§ Aufgabe 1
Zähle alle staatlichen Maßnahmen auf, die der Quellenauszug nennt.
§ Aufgabe 2
Schreibe den Quellenauszug über das schrittweise Vorgehen des Staates im Anschluss an seinen letzten Satz weiter.

§ Quellenauszug
Schon früh gab es die Forderung, „die Grenzen zu schließen“. Das wurde oftmals sehr pauschal und undifferenziert gefordert. Wäre man den Kassandra-Rufern gefolgt, dann wären Häfen und Flughäfen komplett dicht gemacht worden. Dann wären die Landesgrenzen hoch gezogen worden. Die Folgen wären ganz einfach gewesen: ein Komplettzusammenbruch des Wirtschaftssystems und der Gesellschaft binnen Stunden, jedenfalls weniger Tage. Versorgungsschwierigkeiten bei Gütern des alltäglichen Bedarfs, die binnen ein, zwei Tage aufgetreten und unlösbar gewesen wären. Hamsterkäufe, Plünderungen, Mord und Totschlag. Versorgungsengpässe bei medizinisch notwendigen Produkten, auch die wären eher innerhalb von Tagen, auf jedenfall innerhalb weniger Wochen aus gewesen. Die Gesellschaft wäre kollabiert.
Deshalb bin ich „dem Staat“ für sein besonnenes Handeln dankbar. Es gab punktuelle Maßnahmen – Unterbrechung von Flugverbindungen bzw. verschärfte Kontrollen von Flugreisenden aus Gefahrengebieten. Deklaration von Risikogebieten (Heinsberg, Norditalien etc.). Schließlich Schul- und Kitaschließungen. Schritt für Schritt wurden die Maßnahmen verschärft, inzwischen sind wir tatsächlich bei Ausgangssperren angekommen – wenn auch (noch?) nicht so rigoros, wie in z.B. Italien
Im Nachhinein waren diese Maßnahmen vielleicht zu zaghaft und zu spät verordnet, mag sein. Vom Prinzip her ist es aber richtig, nicht gleich die Maximalmaßnahme zu ergreifen, sondern sukzessive vorzugehen. Warum? Weil die Gesellschaft dann Zeit zur Anpassung hat. Damit meine ich: Unternehmen können versuchen, Lieferwege zu stabilisieren, die eigene Produktion und Belegschaft zu sichern. Veranstalter können ihr Programm ausdünnen oder komplett absagen. Restaurants können sich neue Sitzordnungen überlegen. Vereine können die Trainingspläne überarbeiten oder aufheben. Einzelpersonenn können private Kontakte ausdünnen … und ganz wichtig: Klopapier kaufen (facepalm!)

§ Angezeigte Einträge
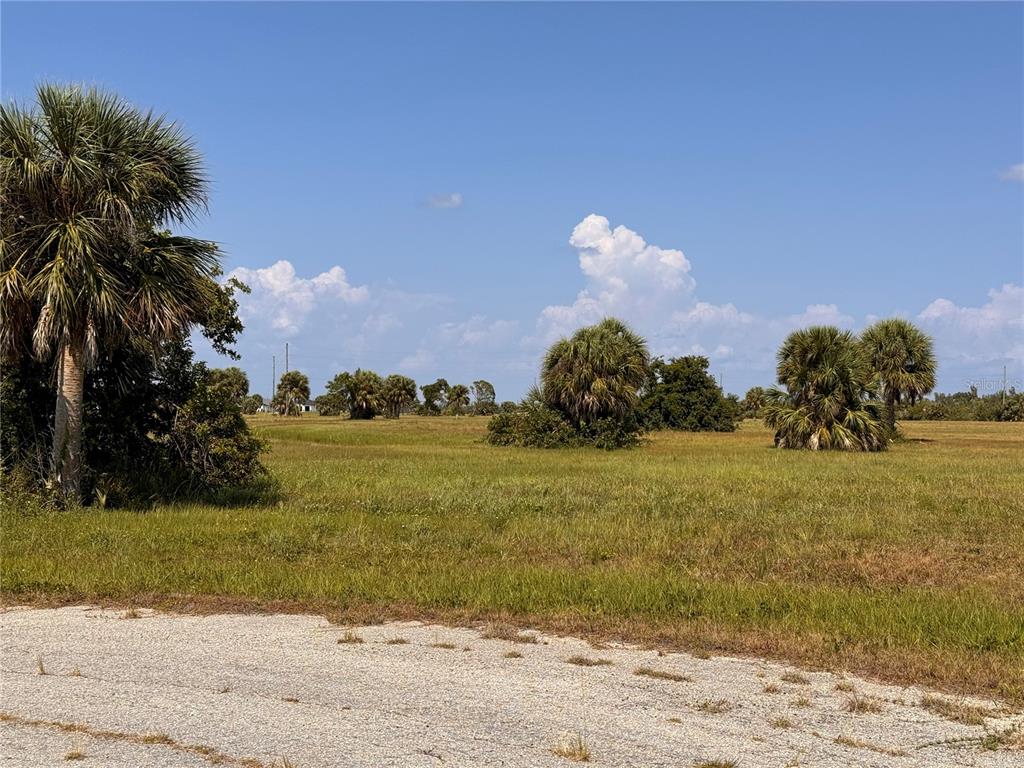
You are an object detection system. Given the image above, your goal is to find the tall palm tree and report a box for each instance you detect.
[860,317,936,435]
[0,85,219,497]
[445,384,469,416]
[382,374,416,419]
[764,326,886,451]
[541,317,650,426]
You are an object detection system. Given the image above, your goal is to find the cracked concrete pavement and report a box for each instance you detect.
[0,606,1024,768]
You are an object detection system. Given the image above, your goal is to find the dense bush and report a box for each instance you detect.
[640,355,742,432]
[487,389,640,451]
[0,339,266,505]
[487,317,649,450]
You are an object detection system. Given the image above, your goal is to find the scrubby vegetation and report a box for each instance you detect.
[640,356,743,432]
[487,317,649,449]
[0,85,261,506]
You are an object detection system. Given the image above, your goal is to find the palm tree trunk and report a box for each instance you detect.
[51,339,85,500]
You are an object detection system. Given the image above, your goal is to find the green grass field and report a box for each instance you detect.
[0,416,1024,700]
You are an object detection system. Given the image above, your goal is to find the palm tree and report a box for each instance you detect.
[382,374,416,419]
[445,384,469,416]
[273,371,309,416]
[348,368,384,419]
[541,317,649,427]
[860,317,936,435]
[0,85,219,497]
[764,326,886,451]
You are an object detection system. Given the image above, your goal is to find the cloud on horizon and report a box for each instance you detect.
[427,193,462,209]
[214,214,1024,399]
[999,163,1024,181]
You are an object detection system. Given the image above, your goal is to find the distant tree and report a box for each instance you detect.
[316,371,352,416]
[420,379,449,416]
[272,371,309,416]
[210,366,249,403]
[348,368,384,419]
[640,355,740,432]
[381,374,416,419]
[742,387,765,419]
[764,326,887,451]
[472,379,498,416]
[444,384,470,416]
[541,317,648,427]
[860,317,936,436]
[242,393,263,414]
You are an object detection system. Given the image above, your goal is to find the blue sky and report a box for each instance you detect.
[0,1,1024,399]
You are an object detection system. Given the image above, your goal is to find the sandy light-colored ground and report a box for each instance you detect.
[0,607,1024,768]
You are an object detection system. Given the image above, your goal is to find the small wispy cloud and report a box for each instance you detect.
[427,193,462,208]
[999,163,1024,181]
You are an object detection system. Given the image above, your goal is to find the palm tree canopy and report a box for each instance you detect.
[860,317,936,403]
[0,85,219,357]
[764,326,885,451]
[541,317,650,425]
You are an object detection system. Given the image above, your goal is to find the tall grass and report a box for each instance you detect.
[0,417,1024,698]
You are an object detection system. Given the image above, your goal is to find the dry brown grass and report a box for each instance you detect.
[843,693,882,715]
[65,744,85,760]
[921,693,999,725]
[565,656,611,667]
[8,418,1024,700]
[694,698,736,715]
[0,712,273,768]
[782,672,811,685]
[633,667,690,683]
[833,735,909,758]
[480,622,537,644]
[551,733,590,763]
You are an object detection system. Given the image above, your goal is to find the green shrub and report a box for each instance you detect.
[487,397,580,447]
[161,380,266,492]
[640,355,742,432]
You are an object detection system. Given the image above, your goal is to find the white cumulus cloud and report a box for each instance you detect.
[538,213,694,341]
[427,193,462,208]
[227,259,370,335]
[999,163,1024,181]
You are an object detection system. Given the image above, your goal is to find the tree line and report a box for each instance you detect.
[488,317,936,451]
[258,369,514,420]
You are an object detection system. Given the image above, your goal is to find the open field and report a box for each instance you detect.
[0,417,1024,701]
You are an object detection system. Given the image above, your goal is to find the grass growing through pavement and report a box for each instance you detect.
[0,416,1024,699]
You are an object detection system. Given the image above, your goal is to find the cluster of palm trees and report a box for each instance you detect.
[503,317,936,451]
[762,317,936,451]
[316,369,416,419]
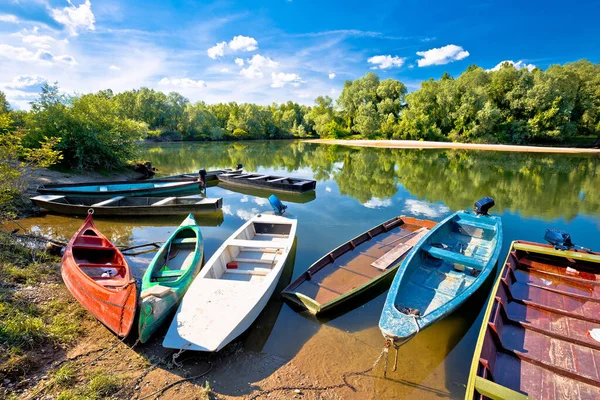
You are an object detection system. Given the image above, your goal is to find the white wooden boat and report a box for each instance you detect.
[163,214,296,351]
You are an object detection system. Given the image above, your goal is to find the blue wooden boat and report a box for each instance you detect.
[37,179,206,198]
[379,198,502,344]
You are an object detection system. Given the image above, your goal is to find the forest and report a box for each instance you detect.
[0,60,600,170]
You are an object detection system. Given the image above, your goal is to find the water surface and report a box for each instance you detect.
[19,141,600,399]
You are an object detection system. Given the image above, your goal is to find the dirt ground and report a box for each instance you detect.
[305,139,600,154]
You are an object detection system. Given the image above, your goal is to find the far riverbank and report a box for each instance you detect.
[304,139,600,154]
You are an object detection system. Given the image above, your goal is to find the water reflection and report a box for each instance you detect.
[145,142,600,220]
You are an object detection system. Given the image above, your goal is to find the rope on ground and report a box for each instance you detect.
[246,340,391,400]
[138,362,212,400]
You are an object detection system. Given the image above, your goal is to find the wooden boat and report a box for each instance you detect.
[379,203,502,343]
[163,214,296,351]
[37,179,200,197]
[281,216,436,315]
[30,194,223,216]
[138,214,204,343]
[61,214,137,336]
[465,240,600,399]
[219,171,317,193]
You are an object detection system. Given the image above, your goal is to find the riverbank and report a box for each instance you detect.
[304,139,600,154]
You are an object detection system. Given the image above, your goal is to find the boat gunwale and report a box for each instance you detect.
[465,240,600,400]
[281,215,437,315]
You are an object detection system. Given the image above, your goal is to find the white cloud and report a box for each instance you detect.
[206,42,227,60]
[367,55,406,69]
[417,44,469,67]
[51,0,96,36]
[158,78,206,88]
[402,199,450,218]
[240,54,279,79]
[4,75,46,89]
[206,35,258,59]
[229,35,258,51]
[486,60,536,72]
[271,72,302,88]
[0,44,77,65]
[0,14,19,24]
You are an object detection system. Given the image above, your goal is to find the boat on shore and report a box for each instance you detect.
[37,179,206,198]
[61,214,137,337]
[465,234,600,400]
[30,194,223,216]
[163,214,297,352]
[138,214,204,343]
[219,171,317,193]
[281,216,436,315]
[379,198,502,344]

§ Übungsergebnis 1
- Unterbrechung von Flugverbindungen bzw. verschärfte Kontrollen von Flugreisenden aus Gefahrengebieten
- Deklaration von Risikogebieten (Heinsberg, Norditalien etc.)
- Schul- und Kitaschließungen
- Ausgangssperren

§ Übungsergebnis 2
Die Zumutbarkeit von Maßnahmen ist höher, wenn schrittweise eskaliert wird. Oder: die Anpassungsmöglichkeiten der Gesellschaft und der Einzelnen sind höher.
In meinem Fall heißt das: Seit zwei Wochen treffe ich keine Freunde und Bekannte mehr. Eine Ausnahme, die ich mir aber ab jetzt auch nicht mehr gönnen darf: der wöchentliche Unterricht bei meiner Musiklehrerin. Ganz viele Maßnahmen wurden von meinem Unternehmen ergriffen – schon vor über zwei Wochen und auch hier sukzessive verschärft. Bis hin zur Aufforderung ins home office zu gehen. Da bin ich jetzt seit 5 Tagen, also schon deutlich vor der „Ausgangssperre“ in BaWü, die seit heute gilt. Ich fahre seit über einer Woche keine Öffentlichen, sondern Rad. Anders gesat: ich habe meinen Bewegungsradius extrem reduziert – auf einen täglichen Spaziergang und den Gang zum Einkauf. So halten es viele. Und das ist gut so.
Das Leben in der Corona-Klause ist … blöd, aber lebbar. Vielleicht am meisten Kraft kostet es, dass man nicht weiß, wann die Sache endet, die Beschränkungen wieder aufgehoben werden.
So, was ich also erlebt habe, ist ein social distancing ganz ohne dass der Staat dafür notwendig gewesen wäre. So wie mir ging es sehr vielen: sie sind voraus geeilt und haben sich freiwillig selbst beschränkt … die staatliche Maßnahme folgte nach.
Wäre es gelungen, dies zu einem flächendeckenden Phänomen zu machen, dann wäre die staatliche Repression unnötig gewesen, dann hätten die Gesellschaft und viele Einzelpersonen die Verantwortung übernommen und das Heft des Handelns in der Hand behalten.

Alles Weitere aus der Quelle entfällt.